Job. Gather every line of the data below that contains the word "negative", and copy each one in full.

Supplied records.
===============

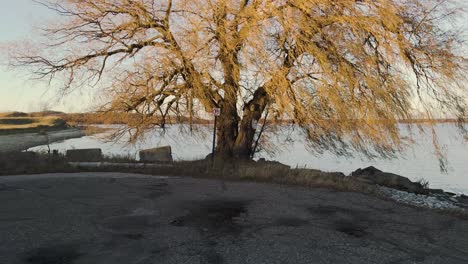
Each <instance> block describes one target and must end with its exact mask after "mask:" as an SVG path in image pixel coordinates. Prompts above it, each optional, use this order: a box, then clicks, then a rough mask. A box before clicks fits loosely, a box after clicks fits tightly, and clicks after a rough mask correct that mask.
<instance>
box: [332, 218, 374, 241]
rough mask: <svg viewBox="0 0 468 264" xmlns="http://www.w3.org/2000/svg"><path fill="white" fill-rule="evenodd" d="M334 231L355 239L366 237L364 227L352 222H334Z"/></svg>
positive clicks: (366, 233) (360, 225)
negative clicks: (334, 228)
mask: <svg viewBox="0 0 468 264" xmlns="http://www.w3.org/2000/svg"><path fill="white" fill-rule="evenodd" d="M335 229H336V231H339V232H341V233H345V234H347V235H349V236H353V237H356V238H361V237H364V236H366V235H367V232H366V230H365V227H363V226H361V225H359V224H358V223H355V222H352V221H337V222H335Z"/></svg>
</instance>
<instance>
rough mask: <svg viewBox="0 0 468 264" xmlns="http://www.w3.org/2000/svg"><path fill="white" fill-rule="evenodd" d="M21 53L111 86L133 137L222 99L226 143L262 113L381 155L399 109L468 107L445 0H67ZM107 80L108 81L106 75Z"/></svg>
mask: <svg viewBox="0 0 468 264" xmlns="http://www.w3.org/2000/svg"><path fill="white" fill-rule="evenodd" d="M40 2H41V3H42V4H43V5H45V6H46V7H47V8H50V9H52V10H55V11H56V12H57V13H59V14H61V15H62V16H63V20H62V21H61V22H60V23H57V24H55V25H50V26H48V27H47V28H45V29H44V34H45V35H46V36H47V39H48V43H47V45H46V46H45V47H44V48H43V49H40V52H37V53H21V52H20V51H18V53H17V55H16V56H15V64H16V65H20V66H27V67H31V69H32V71H33V72H34V73H35V74H37V75H38V76H39V77H47V78H51V79H52V80H58V79H59V80H62V81H63V82H61V84H62V85H63V88H65V89H71V88H73V87H79V86H81V85H90V84H91V85H93V84H96V83H101V82H104V80H106V81H107V80H109V79H110V80H111V81H110V83H108V84H107V87H109V88H108V90H107V91H108V93H107V94H108V95H109V101H108V102H107V103H105V104H103V105H102V108H101V109H100V110H102V111H105V112H107V113H116V112H130V113H138V116H139V118H137V119H132V120H131V121H130V120H129V122H128V129H132V130H133V131H134V132H135V133H134V136H135V137H138V136H139V135H141V133H143V132H144V131H145V130H146V129H148V128H152V127H154V126H160V125H163V124H165V122H166V121H167V120H168V119H170V118H173V117H184V118H188V119H189V120H193V119H194V118H196V117H198V116H200V115H201V113H202V112H204V111H207V112H210V111H211V110H212V109H213V108H220V109H221V116H220V118H219V123H218V144H217V151H218V152H219V153H221V154H223V155H225V156H235V157H249V156H251V154H252V151H253V145H254V137H255V134H256V132H258V131H257V126H256V124H257V123H258V122H259V120H260V119H261V118H262V117H265V115H266V113H267V112H268V113H269V114H270V117H272V118H275V119H277V120H289V121H291V122H293V123H294V124H295V125H297V126H298V127H300V128H301V129H302V131H303V132H304V135H305V137H306V138H307V140H308V142H309V143H310V145H311V147H312V149H314V150H315V151H322V150H333V151H335V152H337V153H345V152H346V151H348V150H350V149H354V150H359V151H362V152H364V153H366V154H369V155H372V154H382V155H386V154H388V153H392V152H393V151H395V150H398V149H399V148H400V147H401V146H402V136H401V134H400V131H399V129H398V122H399V120H402V119H414V118H421V117H422V118H432V117H434V116H435V115H437V116H444V115H449V116H456V117H460V118H463V117H464V118H466V117H467V115H466V110H467V105H466V104H467V94H468V92H467V88H466V74H467V71H466V69H467V68H466V66H467V63H466V62H467V61H466V58H465V57H464V54H463V51H461V50H460V46H461V45H463V43H462V40H460V38H459V35H458V32H457V31H454V30H451V28H450V27H448V26H447V25H449V24H447V23H448V21H449V19H450V18H451V17H452V16H454V15H456V12H455V11H456V10H455V9H454V6H453V5H451V3H450V1H441V0H427V1H418V0H372V1H371V0H369V1H367V0H199V1H189V0H173V1H172V0H165V1H156V0H66V1H65V0H62V1H55V2H49V1H40ZM106 76H107V78H104V77H106Z"/></svg>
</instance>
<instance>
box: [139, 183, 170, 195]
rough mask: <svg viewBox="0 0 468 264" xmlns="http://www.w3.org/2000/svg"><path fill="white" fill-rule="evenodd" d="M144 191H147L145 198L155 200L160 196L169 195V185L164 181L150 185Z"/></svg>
mask: <svg viewBox="0 0 468 264" xmlns="http://www.w3.org/2000/svg"><path fill="white" fill-rule="evenodd" d="M145 189H146V190H147V191H148V192H147V193H146V194H145V198H148V199H156V198H159V197H161V196H164V195H168V194H170V191H169V184H168V183H167V182H165V181H161V182H157V183H154V184H150V185H148V186H146V187H145Z"/></svg>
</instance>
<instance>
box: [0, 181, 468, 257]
mask: <svg viewBox="0 0 468 264" xmlns="http://www.w3.org/2000/svg"><path fill="white" fill-rule="evenodd" d="M0 201H1V203H0V263H1V264H9V263H26V264H28V263H32V264H75V263H76V264H81V263H83V264H84V263H86V264H89V263H99V264H107V263H109V264H116V263H125V264H129V263H132V264H149V263H174V264H175V263H177V264H181V263H206V264H215V263H221V264H225V263H226V264H228V263H252V264H253V263H255V264H260V263H265V264H267V263H268V264H274V263H282V264H283V263H360V264H361V263H408V264H409V263H451V264H453V263H460V264H461V263H468V221H465V220H461V219H458V218H454V217H451V216H447V215H441V214H437V213H435V212H432V211H428V210H423V209H416V208H411V207H406V206H403V205H398V204H395V203H393V202H390V201H384V200H381V199H378V198H375V197H372V196H368V195H364V194H359V193H350V192H337V191H333V190H328V189H309V188H301V187H290V186H280V185H272V184H259V183H245V182H228V183H226V188H223V187H222V184H221V182H219V181H216V180H201V179H192V178H166V177H155V176H143V175H134V174H118V173H79V174H50V175H29V176H7V177H1V178H0Z"/></svg>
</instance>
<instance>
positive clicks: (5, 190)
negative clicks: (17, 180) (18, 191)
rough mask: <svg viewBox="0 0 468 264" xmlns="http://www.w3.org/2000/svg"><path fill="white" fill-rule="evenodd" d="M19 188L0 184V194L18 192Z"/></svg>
mask: <svg viewBox="0 0 468 264" xmlns="http://www.w3.org/2000/svg"><path fill="white" fill-rule="evenodd" d="M19 189H20V188H18V187H16V186H10V185H6V184H0V192H7V191H16V190H19Z"/></svg>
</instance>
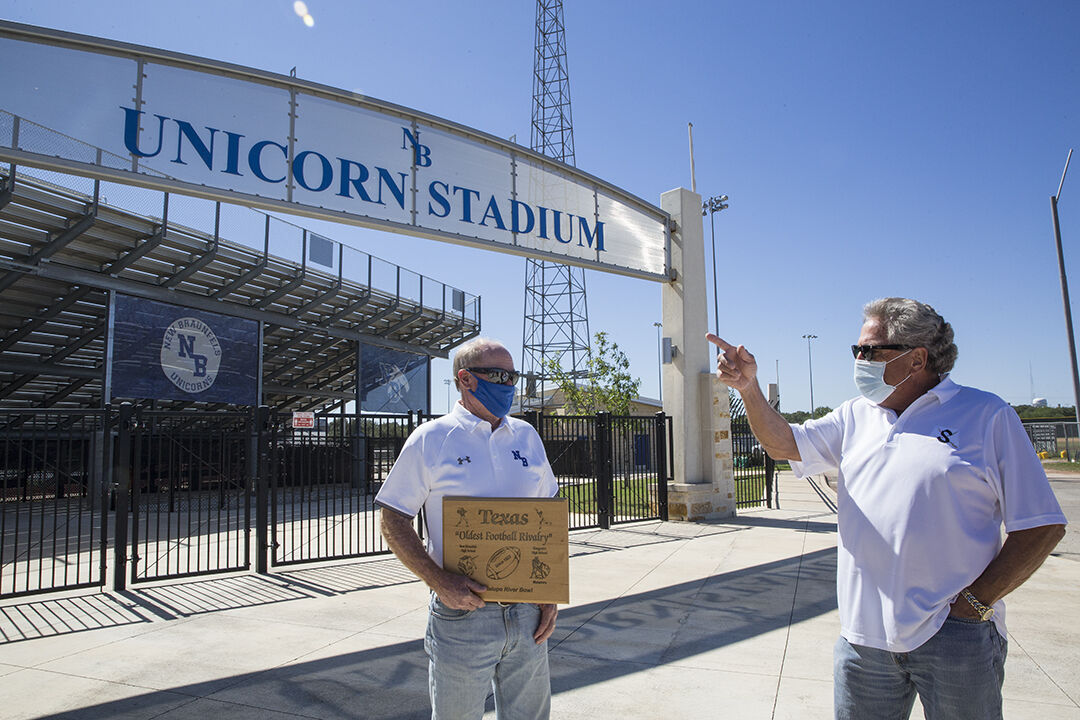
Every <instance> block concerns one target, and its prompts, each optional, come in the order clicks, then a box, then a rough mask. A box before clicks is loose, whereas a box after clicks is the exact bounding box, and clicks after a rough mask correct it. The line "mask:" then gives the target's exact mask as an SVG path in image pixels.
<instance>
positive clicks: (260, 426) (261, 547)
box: [248, 405, 270, 575]
mask: <svg viewBox="0 0 1080 720" xmlns="http://www.w3.org/2000/svg"><path fill="white" fill-rule="evenodd" d="M269 419H270V408H269V407H267V406H266V405H260V406H259V407H257V408H254V410H253V412H252V422H253V424H254V427H252V445H253V447H252V451H251V460H248V468H249V472H251V476H249V477H251V483H252V486H253V489H254V490H255V572H257V573H259V574H264V575H265V574H267V573H268V572H269V571H270V562H269V556H270V539H269V536H268V533H269V529H270V512H269V506H270V498H269V495H270V483H269V477H268V475H269V473H270V451H269V450H270V449H269V445H268V444H267V423H268V421H269Z"/></svg>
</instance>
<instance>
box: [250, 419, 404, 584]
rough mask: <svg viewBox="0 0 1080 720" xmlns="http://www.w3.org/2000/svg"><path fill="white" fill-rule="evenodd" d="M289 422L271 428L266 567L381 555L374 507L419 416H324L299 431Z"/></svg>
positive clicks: (281, 420) (377, 520) (378, 523)
mask: <svg viewBox="0 0 1080 720" xmlns="http://www.w3.org/2000/svg"><path fill="white" fill-rule="evenodd" d="M289 418H291V416H287V415H281V416H278V417H274V418H273V419H272V420H271V435H270V439H271V450H270V468H269V474H270V477H269V485H270V517H271V518H272V521H271V522H270V532H271V541H270V545H271V548H272V562H273V565H275V566H282V565H292V563H296V562H310V561H312V560H326V559H332V558H347V557H357V556H362V555H373V554H377V553H386V552H389V548H388V547H387V546H386V544H384V543H383V541H382V536H381V534H380V532H379V521H378V517H377V510H376V507H375V503H374V500H375V495H376V493H377V492H378V491H379V488H380V487H381V486H382V480H383V479H386V476H387V474H388V473H389V472H390V467H391V466H392V465H393V463H394V460H396V459H397V453H399V452H401V449H402V446H403V445H404V444H405V438H406V437H408V435H409V433H411V432H413V429H414V427H415V426H416V425H417V424H418V423H419V422H420V420H421V417H420V415H419V413H417V415H414V413H411V412H410V413H409V415H407V416H389V415H360V416H356V415H340V413H338V415H327V416H320V417H318V418H316V419H315V426H314V427H311V429H302V430H301V429H294V427H291V426H289Z"/></svg>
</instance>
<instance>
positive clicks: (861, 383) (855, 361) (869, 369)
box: [855, 350, 912, 405]
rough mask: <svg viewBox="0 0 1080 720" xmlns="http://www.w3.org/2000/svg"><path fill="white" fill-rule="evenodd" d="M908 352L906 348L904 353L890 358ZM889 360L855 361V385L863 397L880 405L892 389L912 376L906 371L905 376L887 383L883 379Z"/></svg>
mask: <svg viewBox="0 0 1080 720" xmlns="http://www.w3.org/2000/svg"><path fill="white" fill-rule="evenodd" d="M909 352H912V351H910V350H908V351H907V352H905V353H901V354H900V355H896V356H895V357H893V358H892V359H900V358H901V357H903V356H904V355H906V354H907V353H909ZM891 362H892V361H877V362H874V361H864V359H856V361H855V386H856V388H859V392H860V394H862V396H863V397H865V398H866V399H868V400H869V402H870V403H874V404H875V405H880V404H881V403H883V402H886V400H887V399H889V396H890V395H892V391H894V390H896V388H899V386H900V385H902V384H903V383H905V382H907V380H908V378H910V377H912V375H910V373H908V375H907V378H904V379H903V380H901V381H900V382H897V383H896V384H895V385H890V384H889V383H887V382H886V381H885V367H886V366H887V365H888V364H889V363H891Z"/></svg>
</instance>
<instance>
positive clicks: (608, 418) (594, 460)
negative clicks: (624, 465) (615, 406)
mask: <svg viewBox="0 0 1080 720" xmlns="http://www.w3.org/2000/svg"><path fill="white" fill-rule="evenodd" d="M595 427H596V436H595V441H594V444H593V451H594V452H595V453H596V457H595V458H594V461H595V466H596V497H595V500H596V520H597V522H598V524H599V526H600V528H603V529H605V530H607V529H608V528H610V527H611V516H612V515H613V514H615V479H613V478H612V477H611V413H610V412H597V413H596V425H595Z"/></svg>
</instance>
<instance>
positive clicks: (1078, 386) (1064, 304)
mask: <svg viewBox="0 0 1080 720" xmlns="http://www.w3.org/2000/svg"><path fill="white" fill-rule="evenodd" d="M1070 160H1072V149H1071V148H1070V149H1069V154H1068V157H1067V158H1066V159H1065V169H1063V171H1062V181H1061V182H1058V184H1057V194H1056V195H1051V196H1050V213H1051V215H1053V218H1054V242H1055V243H1056V244H1057V273H1058V274H1059V275H1061V279H1062V302H1063V303H1064V305H1065V331H1066V334H1067V335H1068V337H1069V366H1070V369H1071V370H1072V402H1074V403H1075V406H1074V410H1076V416H1077V427H1078V429H1080V373H1078V372H1077V343H1076V340H1075V339H1074V337H1072V311H1071V310H1070V308H1069V304H1070V303H1069V283H1068V281H1067V280H1065V255H1064V254H1063V253H1062V227H1061V225H1058V222H1057V201H1058V200H1061V198H1062V186H1063V185H1065V174H1066V173H1068V172H1069V161H1070Z"/></svg>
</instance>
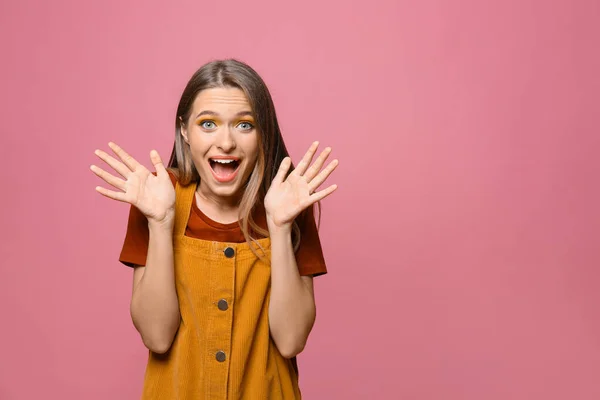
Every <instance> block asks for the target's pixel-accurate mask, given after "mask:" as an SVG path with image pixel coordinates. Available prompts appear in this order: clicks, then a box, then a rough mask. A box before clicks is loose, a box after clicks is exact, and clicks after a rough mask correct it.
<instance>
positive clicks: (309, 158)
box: [265, 142, 338, 228]
mask: <svg viewBox="0 0 600 400" xmlns="http://www.w3.org/2000/svg"><path fill="white" fill-rule="evenodd" d="M318 147H319V142H314V143H313V144H312V145H311V146H310V148H309V149H308V151H307V152H306V154H305V155H304V157H303V158H302V161H300V163H298V166H297V167H296V168H295V169H294V170H293V171H292V172H291V173H290V174H289V175H288V176H287V178H286V174H287V172H288V171H289V169H290V166H291V165H292V161H291V159H290V158H289V157H286V158H284V159H283V161H281V165H280V166H279V171H277V175H276V176H275V179H273V182H272V183H271V187H270V188H269V191H268V192H267V195H266V196H265V211H266V213H267V222H268V224H269V226H274V227H277V228H281V227H285V226H291V224H292V222H293V221H294V219H295V218H296V217H297V216H298V215H299V214H300V213H301V212H302V211H304V210H305V209H306V208H308V207H309V206H311V205H313V204H314V203H316V202H317V201H319V200H322V199H324V198H325V197H327V196H329V195H330V194H331V193H333V192H334V191H335V189H337V185H331V186H329V187H327V188H326V189H323V190H319V191H317V188H318V187H319V186H321V184H322V183H323V182H325V180H326V179H327V177H328V176H329V175H331V173H332V172H333V170H334V169H335V168H336V167H337V165H338V160H333V161H331V162H330V163H329V164H328V165H327V167H326V168H325V169H323V170H322V171H321V168H322V167H323V164H325V161H326V160H327V157H329V153H331V148H329V147H328V148H326V149H325V150H323V152H321V154H320V155H319V157H318V158H317V160H316V161H315V162H314V164H313V165H310V163H311V162H312V159H313V157H314V155H315V153H316V151H317V148H318ZM309 166H310V168H309Z"/></svg>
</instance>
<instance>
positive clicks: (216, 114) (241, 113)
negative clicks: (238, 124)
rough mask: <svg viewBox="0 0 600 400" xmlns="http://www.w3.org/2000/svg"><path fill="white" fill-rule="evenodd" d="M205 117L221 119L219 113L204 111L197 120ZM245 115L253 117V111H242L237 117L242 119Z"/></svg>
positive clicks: (209, 110)
mask: <svg viewBox="0 0 600 400" xmlns="http://www.w3.org/2000/svg"><path fill="white" fill-rule="evenodd" d="M203 115H214V116H216V117H219V113H217V112H214V111H210V110H204V111H202V112H201V113H199V114H198V115H196V118H200V117H201V116H203ZM244 115H250V116H252V111H240V112H239V113H237V114H235V116H236V117H241V116H244Z"/></svg>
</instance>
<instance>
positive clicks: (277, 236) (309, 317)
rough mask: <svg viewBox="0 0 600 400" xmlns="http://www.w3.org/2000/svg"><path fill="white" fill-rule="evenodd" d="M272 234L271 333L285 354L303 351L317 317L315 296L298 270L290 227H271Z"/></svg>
mask: <svg viewBox="0 0 600 400" xmlns="http://www.w3.org/2000/svg"><path fill="white" fill-rule="evenodd" d="M269 232H270V236H271V299H270V303H269V326H270V331H271V336H272V338H273V340H274V342H275V344H276V345H277V348H278V349H279V352H280V353H281V354H282V355H283V356H285V357H288V358H289V357H293V356H295V355H296V354H298V353H300V352H301V351H302V350H303V348H304V345H305V344H306V340H307V339H308V335H309V333H310V331H311V329H312V327H313V324H314V322H315V316H316V308H315V302H314V296H313V294H312V292H311V290H309V288H308V287H307V285H306V284H305V282H304V281H303V279H302V277H301V276H300V274H299V272H298V266H297V264H296V257H295V255H294V249H293V246H292V239H291V236H292V235H291V227H285V228H277V227H274V226H269Z"/></svg>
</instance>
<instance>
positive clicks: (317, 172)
mask: <svg viewBox="0 0 600 400" xmlns="http://www.w3.org/2000/svg"><path fill="white" fill-rule="evenodd" d="M329 154H331V147H328V148H326V149H325V150H323V151H322V152H321V154H319V157H318V158H317V160H316V161H315V162H314V164H313V165H311V167H310V168H309V169H308V170H307V171H306V173H305V174H304V177H305V178H306V180H307V181H308V182H310V181H311V180H312V179H313V178H314V177H315V176H316V175H317V174H318V173H319V171H320V170H321V168H323V164H325V161H326V160H327V157H329Z"/></svg>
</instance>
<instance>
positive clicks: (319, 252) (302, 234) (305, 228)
mask: <svg viewBox="0 0 600 400" xmlns="http://www.w3.org/2000/svg"><path fill="white" fill-rule="evenodd" d="M298 226H299V228H300V246H299V248H298V251H297V252H296V263H297V264H298V271H299V272H300V275H302V276H319V275H324V274H326V273H327V267H326V265H325V258H324V257H323V249H322V248H321V241H320V239H319V232H318V230H317V224H316V222H315V215H314V211H313V207H310V208H309V209H308V212H306V213H305V214H304V216H303V217H302V219H301V220H300V221H298Z"/></svg>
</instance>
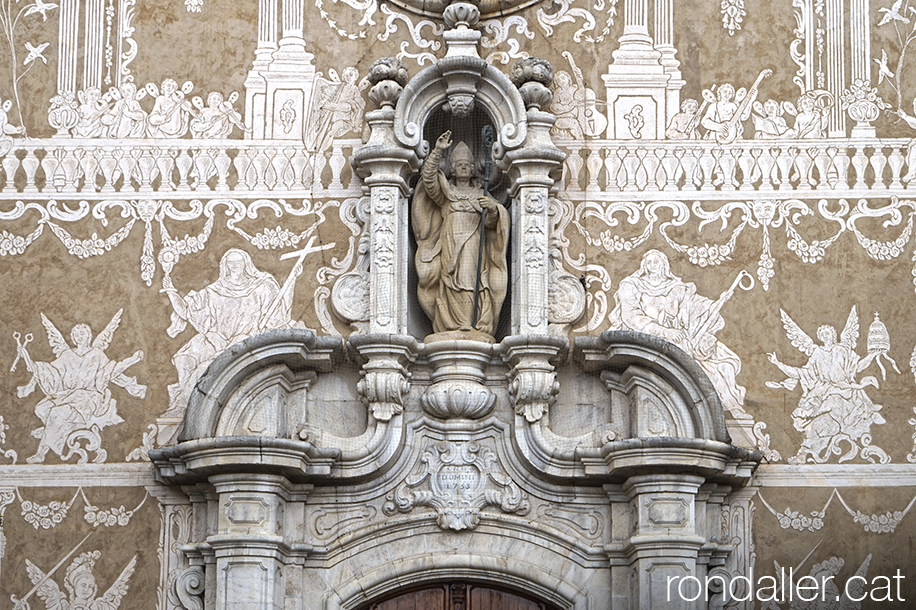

===============

Answer to this exercise.
negative clicks: (334, 228)
negative clicks: (17, 180) (18, 191)
negative clicks: (624, 465) (615, 406)
negative clicks: (238, 124)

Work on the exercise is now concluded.